[Texte extrait]
Portant sur des échantillons ramenés par les pêcheurs, ses résultats révèlent une nette évolution depuis les années 1990 : si la biomasse a baissé d’un facteur trois, le nombre d’individus serait stable, voire en augmentation. En revanche, la taille moyenne a diminué, passant de 15 cm à 11 cm pour les sardines.
Selon Claire Saraux, coordinatrice d’EcoPelGol et chercheuse dans l’unité MARBEC, cette baisse de taille s’expliquerait par deux phénomènes : primo, une raréfaction des individus les plus âgés, ceux pêchés atteignant plutôt « zéro, un ou deux ans » que « les quatre à cinq ans » que l’on voyait par le passé, explique-t-elle au JDLE. Secundo, les poissons semblent aussi grandir moins vite, et accumulent moins de gras.
Du plancton moins adapté
Piste privilégiée par les chercheurs, celle d’un changement de composition du plancton, dont se nourrissent exclusivement les sardines et les anchois. Par exemple pour les anchois : selon une analyse de leur estomac, les copépodes qu’ils consomment sont désormais « plus petits, moins énergétiques ».

[Enregistrements]
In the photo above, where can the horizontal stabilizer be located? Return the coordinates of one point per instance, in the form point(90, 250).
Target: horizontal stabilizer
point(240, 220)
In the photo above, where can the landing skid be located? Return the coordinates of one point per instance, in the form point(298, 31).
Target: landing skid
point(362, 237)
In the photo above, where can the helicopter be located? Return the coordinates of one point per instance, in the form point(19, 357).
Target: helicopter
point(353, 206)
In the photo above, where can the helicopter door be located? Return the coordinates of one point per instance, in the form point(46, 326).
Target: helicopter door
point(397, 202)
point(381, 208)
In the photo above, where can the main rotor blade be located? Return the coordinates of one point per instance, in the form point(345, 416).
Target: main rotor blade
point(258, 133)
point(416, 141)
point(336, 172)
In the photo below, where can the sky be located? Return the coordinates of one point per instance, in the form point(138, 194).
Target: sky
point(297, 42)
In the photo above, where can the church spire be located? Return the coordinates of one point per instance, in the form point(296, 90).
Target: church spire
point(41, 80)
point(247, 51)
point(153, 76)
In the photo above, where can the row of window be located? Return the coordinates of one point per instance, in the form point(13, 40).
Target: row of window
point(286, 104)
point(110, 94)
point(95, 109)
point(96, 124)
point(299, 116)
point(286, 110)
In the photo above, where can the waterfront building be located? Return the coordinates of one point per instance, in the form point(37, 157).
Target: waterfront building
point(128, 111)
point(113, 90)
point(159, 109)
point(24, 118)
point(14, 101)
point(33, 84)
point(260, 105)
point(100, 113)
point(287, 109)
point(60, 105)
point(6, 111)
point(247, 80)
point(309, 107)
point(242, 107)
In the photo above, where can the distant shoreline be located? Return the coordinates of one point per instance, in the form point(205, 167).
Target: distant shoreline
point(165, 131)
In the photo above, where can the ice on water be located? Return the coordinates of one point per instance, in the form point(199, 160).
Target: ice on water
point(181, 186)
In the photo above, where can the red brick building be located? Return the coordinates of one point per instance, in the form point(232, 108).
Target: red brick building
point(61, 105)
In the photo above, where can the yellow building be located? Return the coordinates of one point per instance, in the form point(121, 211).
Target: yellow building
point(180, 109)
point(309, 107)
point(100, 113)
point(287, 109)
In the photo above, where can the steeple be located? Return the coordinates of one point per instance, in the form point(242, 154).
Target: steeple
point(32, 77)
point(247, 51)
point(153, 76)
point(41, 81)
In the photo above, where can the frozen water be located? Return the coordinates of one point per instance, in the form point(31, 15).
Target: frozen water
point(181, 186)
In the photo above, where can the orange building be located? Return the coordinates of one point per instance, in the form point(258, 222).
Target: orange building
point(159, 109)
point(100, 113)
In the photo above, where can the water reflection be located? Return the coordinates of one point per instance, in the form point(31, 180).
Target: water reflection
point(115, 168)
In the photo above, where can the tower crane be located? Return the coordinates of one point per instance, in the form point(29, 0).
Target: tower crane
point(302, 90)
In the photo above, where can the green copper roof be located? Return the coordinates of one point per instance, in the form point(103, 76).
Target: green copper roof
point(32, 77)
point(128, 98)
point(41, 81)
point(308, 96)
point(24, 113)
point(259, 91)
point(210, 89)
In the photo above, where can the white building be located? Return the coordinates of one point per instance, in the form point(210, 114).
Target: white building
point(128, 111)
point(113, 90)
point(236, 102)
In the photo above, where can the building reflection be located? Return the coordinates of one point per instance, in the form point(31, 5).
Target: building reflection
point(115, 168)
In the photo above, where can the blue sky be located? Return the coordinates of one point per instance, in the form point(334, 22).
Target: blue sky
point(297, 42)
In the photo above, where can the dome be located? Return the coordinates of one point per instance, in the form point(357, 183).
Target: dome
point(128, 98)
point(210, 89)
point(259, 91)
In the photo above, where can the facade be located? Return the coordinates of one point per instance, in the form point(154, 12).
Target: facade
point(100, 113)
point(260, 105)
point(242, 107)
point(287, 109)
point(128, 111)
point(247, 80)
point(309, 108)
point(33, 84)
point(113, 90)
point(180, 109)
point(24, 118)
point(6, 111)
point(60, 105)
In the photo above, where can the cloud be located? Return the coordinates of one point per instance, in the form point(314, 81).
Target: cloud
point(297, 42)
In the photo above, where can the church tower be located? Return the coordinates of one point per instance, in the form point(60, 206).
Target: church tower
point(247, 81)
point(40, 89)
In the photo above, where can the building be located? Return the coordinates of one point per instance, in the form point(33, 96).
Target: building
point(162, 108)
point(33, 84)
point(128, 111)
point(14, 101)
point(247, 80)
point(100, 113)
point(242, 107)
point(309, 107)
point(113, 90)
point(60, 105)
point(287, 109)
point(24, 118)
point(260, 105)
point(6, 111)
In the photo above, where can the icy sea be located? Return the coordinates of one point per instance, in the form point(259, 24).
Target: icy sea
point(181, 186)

[Tâche à réaliser A] Indiquez si chacune des affirmations suivantes concorde avec le texte sur les sardines et les anchois, en répondant par oui ou par non et en citant à l’identique les mots décisifs du texte. (i) Depuis les années 1990, la biomasse a baissé d’un facteur trois. (ii) La taille moyenne des sardines est passée de 11 cm à 15 cm. (iii) Les sardines et les anchois se nourrissent exclusivement de copépodes.
[Tâche à réaliser B] Recopiez fidèlement le passage du texte sur les sardines et les anchois qui s’ouvre sur les mots contenant « Portant sur des » et se clôt sur « moins de gras. ».
[Tâche à réaliser C] Prolongez le texte sur les sardines et les anchois au-delà de sa dernière phrase.

[Résultat de la tâche A]
(i) Oui : « si la biomasse a baissé d’un facteur trois »
(ii) Non : « passant de 15 cm à 11 cm pour les sardines »
(iii) Non : « un changement de composition du plancton, dont se nourrissent exclusivement les sardines et les anchois »

[Résultat de la tâche B]
Portant sur des échantillons ramenés par les pêcheurs, ses résultats révèlent une nette évolution depuis les années 1990 : si la biomasse a baissé d’un facteur trois, le nombre d’individus serait stable, voire en augmentation. En revanche, la taille moyenne a diminué, passant de 15 cm à 11 cm pour les sardines.
Selon Claire Saraux, coordinatrice d’EcoPelGol et chercheuse dans l’unité MARBEC, cette baisse de taille s’expliquerait par deux phénomènes : primo, une raréfaction des individus les plus âgés, ceux pêchés atteignant plutôt « zéro, un ou deux ans » que « les quatre à cinq ans » que l’on voyait par le passé, explique-t-elle au JDLE. Secundo, les poissons semblent aussi grandir moins vite, et accumulent moins de gras.

[Résultat de la tâche C]
D’où provient ce changement de composition planctonique ? Probablement de moindres apports en nutriments. Or eux-mêmes sont liés au réchauffement climatique, qui modifie les courants de convection et donc la circulation de nutriments, ainsi qu’aux apports fluviaux.
Dans le golfe du Lion, le Rhône joue un rôle prépondérant en matière de nutriments : « suite à la canicule de 2003, les fleuves ont eu un moindre débit, avec peu de nutriments apportés à la mer, et nous avons observé que les poissons étaient très maigres », rappelle Claire Saraux.
Du fait d’un moindre apport énergétique, les petits pélagiques se concentrent sur la reproduction plutôt que sur la croissance. Ce qui explique non seulement pourquoi les individus croissent moins vite, et donc vivent moins vieux, mais aussi pourquoi ils se reproduisent plus jeunes et développent des organes sexuels parfois plus gros, rapportés à leur taille.
La pêche, peu sélective sur la taille
Quant à la pêche, « nous ne disons pas qu’elle n’a aucun effet, mais elle ne semble pas à l’origine des effets observés, d’autant que l’activité [dans le golfe du Lion] est relativement raisonnable par rapport à d’autres endroits », juge Claire Saraux.
« Les pêcheurs vont plutôt pêcher un banc, sans sélectivité très forte sur la taille : il n’y a pas de raison qu’ils n’aient d’effet que sur les grosses tailles », ajoute-t-elle. Ce qui n’empêche pas que d’autres espèces, notamment le merlu, soient surexploités dans le golfe du Lion. Un phénomène renforcé par le fait que certains exploitants se sont justement détournés de la sardine et de l’anchois.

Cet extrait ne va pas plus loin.